Text section:
The Language of Explosion
“The Language of Explosion: Documenting Nuclear Craters in the American West”, by Mary Walling Blackburn, was published in Women & Performance: A Journal of Feminist Theory in the issue on “falling” in the autumn of 2004.
The visual phenomenology of the crater has hardly been critically exhausted. For example, the article does not touch upon the photographs of bomb craters, created and photographed during the Vietnam War. On photos posted on veteran’s web sites, the craters take on multiple architectual dimensions- swimming pool, fish farm, emergency room. Where whence exploded bodies lay, soldiers swim. In other flooded craters, Vietnamese farmers raise fish. In the bottom of a dry bomb crater, US soldiers place their wounded men until the helicopter can evacuate. And so on.
To inhabit the crater, swimmer or the farmer, appears to have no truck with death. The swimmer or farmer defies culturally held notions that horror is locationally situated and that to dwell in its remains contaminates. But when they set up shop in craters, is it a cool refution of the past or is it a trembling dare? Does the crater dweller refuse to see a boundary between death and himself? And what of the viewer’s boundaries? How do we reconcile the fact that we notice the swimmer’s body in something that isn’t entirely outside of desire or the desire to laugh?

(Collection entries)
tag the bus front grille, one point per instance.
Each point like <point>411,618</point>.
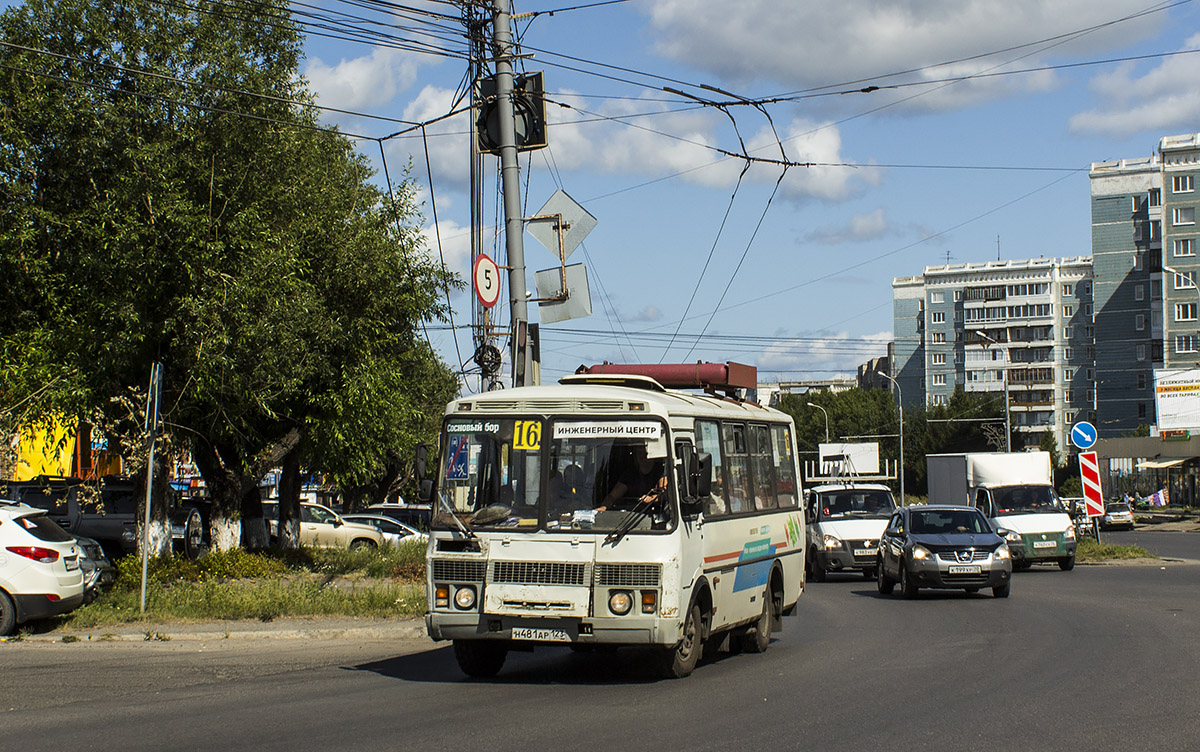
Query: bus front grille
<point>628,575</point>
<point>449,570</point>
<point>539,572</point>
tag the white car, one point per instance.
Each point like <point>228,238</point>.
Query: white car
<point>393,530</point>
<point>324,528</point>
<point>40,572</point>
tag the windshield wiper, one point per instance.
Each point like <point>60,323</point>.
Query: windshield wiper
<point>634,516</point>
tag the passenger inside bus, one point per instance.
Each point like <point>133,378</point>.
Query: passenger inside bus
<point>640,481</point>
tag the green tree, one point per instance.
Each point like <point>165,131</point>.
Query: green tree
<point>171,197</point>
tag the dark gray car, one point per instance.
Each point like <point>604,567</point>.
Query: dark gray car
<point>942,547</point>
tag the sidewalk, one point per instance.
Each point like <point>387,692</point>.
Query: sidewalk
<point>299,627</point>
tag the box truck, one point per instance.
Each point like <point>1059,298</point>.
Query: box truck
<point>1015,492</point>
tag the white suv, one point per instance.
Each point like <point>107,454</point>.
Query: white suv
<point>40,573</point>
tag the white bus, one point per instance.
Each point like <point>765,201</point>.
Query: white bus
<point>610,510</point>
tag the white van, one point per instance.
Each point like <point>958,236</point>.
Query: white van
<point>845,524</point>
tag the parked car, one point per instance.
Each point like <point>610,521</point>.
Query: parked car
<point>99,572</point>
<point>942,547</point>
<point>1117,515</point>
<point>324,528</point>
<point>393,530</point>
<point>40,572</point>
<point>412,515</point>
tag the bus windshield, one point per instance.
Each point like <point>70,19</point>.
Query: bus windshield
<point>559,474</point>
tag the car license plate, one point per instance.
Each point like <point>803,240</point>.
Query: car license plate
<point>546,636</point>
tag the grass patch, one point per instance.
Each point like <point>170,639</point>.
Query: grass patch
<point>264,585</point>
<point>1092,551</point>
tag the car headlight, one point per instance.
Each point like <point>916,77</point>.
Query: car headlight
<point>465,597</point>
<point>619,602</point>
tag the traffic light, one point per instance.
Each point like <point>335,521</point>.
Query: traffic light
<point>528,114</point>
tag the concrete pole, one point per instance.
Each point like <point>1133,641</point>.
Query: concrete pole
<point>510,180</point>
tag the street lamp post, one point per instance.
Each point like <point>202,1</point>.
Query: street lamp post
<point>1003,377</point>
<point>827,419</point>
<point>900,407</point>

* * *

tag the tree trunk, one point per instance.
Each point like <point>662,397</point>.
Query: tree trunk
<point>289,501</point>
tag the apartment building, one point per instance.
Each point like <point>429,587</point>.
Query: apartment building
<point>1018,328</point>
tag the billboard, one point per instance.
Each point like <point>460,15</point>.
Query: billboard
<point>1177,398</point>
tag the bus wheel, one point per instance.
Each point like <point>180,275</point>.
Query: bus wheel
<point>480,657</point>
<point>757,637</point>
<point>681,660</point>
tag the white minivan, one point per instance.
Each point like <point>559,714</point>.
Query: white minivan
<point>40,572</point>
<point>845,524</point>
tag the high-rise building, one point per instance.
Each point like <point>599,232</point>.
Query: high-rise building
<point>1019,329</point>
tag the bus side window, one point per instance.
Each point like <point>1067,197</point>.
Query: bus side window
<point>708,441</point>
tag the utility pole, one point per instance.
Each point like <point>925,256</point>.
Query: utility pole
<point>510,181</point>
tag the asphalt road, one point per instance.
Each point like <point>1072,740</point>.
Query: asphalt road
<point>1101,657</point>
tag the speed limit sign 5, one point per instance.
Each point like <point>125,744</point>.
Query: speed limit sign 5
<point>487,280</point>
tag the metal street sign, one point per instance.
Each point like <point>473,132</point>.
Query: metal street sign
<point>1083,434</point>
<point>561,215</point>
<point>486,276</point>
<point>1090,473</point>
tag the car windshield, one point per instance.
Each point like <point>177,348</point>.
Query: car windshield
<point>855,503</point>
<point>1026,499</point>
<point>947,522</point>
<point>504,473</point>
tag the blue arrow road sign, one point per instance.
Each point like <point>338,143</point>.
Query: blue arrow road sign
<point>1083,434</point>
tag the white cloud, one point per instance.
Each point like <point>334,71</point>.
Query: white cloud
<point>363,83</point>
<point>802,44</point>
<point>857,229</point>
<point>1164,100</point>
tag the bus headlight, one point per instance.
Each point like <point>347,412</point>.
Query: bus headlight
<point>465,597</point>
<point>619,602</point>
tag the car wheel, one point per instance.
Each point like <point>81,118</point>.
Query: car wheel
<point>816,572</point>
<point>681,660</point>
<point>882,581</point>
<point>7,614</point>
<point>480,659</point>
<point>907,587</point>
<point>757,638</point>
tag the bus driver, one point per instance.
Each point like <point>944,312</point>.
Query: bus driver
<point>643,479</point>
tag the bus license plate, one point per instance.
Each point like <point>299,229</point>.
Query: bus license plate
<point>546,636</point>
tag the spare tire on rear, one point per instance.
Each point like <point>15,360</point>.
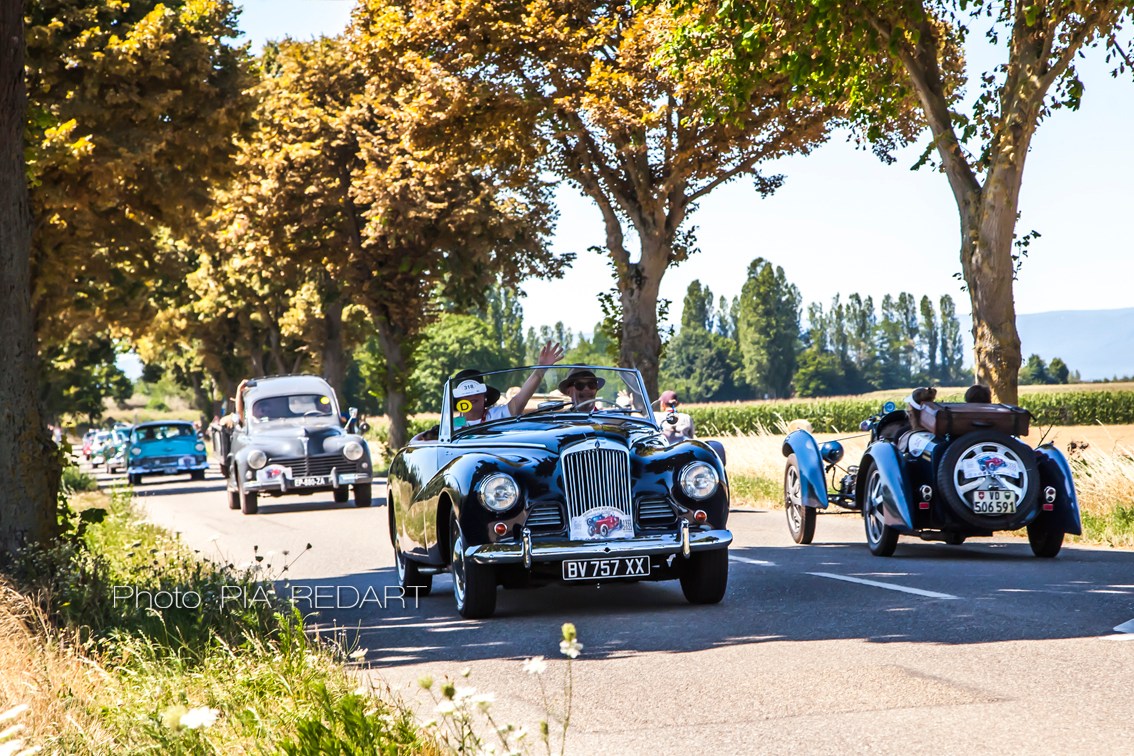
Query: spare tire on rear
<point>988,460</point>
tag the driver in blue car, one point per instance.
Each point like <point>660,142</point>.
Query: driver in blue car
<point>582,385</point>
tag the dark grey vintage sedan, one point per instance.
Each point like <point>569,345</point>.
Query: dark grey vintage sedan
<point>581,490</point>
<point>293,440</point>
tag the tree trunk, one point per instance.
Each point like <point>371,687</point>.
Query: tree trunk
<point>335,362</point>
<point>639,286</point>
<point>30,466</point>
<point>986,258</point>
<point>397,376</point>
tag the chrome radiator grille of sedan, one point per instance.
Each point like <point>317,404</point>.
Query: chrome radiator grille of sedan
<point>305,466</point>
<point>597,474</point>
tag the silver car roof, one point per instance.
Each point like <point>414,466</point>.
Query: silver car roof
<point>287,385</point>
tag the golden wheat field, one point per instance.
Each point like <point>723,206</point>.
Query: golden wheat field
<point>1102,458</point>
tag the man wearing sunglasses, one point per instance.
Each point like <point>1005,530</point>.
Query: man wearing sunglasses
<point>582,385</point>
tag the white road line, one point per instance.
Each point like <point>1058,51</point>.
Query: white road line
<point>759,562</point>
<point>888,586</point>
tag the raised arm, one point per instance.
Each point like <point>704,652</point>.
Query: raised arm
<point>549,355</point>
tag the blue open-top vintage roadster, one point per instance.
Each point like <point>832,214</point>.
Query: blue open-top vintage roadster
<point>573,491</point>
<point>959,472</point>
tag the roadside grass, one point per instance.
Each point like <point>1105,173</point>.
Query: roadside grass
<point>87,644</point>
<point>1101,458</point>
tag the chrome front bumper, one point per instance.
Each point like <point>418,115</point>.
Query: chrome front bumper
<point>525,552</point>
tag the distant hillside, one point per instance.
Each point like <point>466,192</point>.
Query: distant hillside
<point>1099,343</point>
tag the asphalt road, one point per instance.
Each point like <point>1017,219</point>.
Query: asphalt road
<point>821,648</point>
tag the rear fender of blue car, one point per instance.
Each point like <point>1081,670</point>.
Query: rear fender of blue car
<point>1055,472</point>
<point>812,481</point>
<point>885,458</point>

---

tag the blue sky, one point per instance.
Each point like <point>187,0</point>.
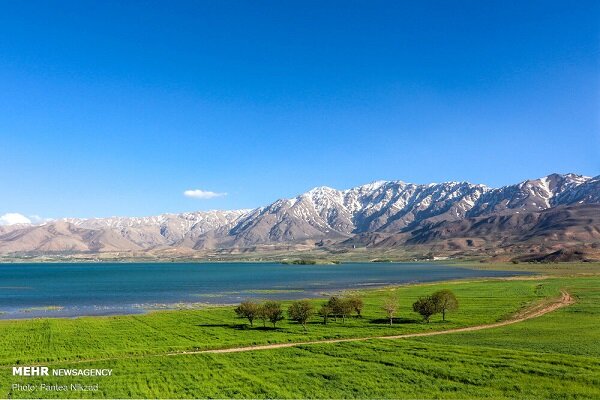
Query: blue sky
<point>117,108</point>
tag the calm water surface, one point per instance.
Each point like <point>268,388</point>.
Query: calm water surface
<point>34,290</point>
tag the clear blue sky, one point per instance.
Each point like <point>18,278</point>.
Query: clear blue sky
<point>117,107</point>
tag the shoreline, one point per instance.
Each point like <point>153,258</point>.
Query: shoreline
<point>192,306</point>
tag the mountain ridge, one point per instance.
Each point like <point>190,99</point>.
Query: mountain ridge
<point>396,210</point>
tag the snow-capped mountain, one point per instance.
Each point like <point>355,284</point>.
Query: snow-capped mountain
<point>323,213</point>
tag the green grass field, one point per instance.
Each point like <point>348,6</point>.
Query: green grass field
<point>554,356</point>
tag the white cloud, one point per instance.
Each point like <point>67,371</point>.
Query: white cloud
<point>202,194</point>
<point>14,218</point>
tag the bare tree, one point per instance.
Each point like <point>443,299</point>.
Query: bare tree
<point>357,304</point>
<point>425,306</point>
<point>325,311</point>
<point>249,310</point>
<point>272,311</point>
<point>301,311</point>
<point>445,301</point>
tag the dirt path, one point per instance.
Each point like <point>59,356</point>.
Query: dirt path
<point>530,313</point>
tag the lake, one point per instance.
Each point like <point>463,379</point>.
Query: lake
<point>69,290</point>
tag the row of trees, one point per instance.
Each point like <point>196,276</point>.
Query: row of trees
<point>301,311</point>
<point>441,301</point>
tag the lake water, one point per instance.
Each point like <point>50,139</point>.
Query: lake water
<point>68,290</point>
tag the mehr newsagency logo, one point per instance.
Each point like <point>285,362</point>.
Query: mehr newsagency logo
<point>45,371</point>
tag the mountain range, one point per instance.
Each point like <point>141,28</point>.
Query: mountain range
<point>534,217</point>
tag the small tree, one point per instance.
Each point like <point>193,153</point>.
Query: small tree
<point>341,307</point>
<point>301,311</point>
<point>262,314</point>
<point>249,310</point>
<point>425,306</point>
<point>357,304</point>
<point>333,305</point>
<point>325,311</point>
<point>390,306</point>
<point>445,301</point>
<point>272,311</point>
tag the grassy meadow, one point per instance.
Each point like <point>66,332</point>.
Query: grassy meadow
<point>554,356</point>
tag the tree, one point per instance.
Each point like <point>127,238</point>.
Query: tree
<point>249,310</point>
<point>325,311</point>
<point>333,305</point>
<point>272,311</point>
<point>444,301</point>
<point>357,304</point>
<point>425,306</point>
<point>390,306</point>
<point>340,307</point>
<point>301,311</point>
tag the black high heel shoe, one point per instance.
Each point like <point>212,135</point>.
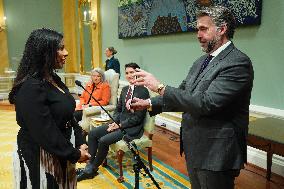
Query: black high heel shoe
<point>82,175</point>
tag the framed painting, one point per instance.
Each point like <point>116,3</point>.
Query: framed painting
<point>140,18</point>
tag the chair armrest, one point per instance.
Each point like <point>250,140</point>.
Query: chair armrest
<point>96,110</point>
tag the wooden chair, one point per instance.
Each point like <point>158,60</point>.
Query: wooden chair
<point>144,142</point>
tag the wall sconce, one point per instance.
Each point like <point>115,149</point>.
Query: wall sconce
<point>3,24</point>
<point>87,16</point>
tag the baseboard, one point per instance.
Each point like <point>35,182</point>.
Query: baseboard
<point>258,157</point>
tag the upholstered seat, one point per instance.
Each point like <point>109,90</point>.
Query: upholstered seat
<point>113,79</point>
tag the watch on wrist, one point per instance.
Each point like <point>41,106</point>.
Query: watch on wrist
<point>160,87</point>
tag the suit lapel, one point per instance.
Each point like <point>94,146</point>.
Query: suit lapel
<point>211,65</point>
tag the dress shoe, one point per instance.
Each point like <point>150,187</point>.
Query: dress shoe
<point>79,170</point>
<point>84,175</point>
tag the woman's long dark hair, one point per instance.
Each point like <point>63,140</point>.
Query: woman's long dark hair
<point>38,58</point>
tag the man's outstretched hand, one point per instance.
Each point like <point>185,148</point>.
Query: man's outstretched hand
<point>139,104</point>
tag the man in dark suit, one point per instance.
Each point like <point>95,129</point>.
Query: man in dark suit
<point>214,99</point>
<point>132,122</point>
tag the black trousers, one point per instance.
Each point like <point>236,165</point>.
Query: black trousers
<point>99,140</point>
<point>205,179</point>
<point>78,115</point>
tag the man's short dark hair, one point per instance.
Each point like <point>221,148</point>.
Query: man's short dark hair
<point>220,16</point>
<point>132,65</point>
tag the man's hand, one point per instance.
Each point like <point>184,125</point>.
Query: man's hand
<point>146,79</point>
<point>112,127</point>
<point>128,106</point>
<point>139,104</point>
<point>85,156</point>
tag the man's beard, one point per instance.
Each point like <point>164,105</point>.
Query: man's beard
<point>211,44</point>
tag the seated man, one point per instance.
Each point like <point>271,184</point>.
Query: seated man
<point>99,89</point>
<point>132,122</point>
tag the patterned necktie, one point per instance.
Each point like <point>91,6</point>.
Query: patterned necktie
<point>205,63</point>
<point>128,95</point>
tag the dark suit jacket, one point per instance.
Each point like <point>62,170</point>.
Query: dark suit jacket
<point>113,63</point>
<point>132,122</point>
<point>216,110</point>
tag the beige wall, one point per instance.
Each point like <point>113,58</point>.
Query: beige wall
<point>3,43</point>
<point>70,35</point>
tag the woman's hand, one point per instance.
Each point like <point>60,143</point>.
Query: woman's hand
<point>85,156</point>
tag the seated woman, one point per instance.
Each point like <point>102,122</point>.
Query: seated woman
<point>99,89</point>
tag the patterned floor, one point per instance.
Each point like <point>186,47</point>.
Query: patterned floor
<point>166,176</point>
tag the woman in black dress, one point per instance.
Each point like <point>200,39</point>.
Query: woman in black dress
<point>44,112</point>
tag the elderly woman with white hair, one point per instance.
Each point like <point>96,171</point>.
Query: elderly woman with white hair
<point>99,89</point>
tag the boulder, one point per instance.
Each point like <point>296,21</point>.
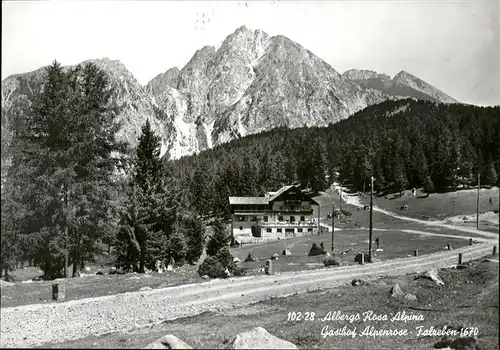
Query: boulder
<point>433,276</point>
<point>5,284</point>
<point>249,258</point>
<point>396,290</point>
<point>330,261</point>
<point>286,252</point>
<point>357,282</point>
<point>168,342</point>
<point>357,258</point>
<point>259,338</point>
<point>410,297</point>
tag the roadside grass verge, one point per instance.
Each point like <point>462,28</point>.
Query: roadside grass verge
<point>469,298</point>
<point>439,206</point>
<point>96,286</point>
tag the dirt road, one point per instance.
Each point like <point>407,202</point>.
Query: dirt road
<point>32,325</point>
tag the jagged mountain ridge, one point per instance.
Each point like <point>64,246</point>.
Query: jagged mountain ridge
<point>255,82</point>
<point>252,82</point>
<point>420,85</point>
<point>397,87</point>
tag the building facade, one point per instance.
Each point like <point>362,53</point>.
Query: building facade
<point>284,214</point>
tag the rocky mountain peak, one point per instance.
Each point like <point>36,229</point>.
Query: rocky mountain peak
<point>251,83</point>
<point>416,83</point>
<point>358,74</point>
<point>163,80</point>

Task list:
A: Answer these questions using the text on craters:
(i) Which journal published the article?
(ii) In what season and year did the article appear?
(iii) Where do US soldiers place their wounded men until the helicopter can evacuate?
B: Transcribe the text on craters from "The visual phenomenology" up to and including "evacuate. And so on.".
C: Carry the text on craters forward from the point where it stops.

Results for each task:
A:
(i) Women & Performance: A Journal of Feminist Theory
(ii) Autumn of 2004
(iii) In the bottom of a dry bomb crater

B:
The visual phenomenology of the crater has hardly been critically exhausted. For example, the article does not touch upon the photographs of bomb craters, created and photographed during the Vietnam War. On photos posted on veteran’s web sites, the craters take on multiple architectual dimensions- swimming pool, fish farm, emergency room. Where whence exploded bodies lay, soldiers swim. In other flooded craters, Vietnamese farmers raise fish. In the bottom of a dry bomb crater, US soldiers place their wounded men until the helicopter can evacuate. And so on.

C:
In the photo below, taken outside of Tay Ninh, the emerging soldier’s legs have been stripped of color; the photographer muses that perhaps the chemicals in the water had contaminated them all. And if we follow through on this line of thinking and realize that environmental cancers are sometimes created by this kind of contamination, we realize that a death by explosion can travel very slowly from a long ways of off. In an interview, Dee Dee Ramone (of the Ramones) describes an uncle who faught for the Nazis in Russia for six years. When he returns home to Germany, he goes swimming in a bomb crater and drowns. Making sense of this enemy soldier’s death is not unlike gaging the distance of the storm by its thunder; we can count the miles between explosive sound and its contact with the body.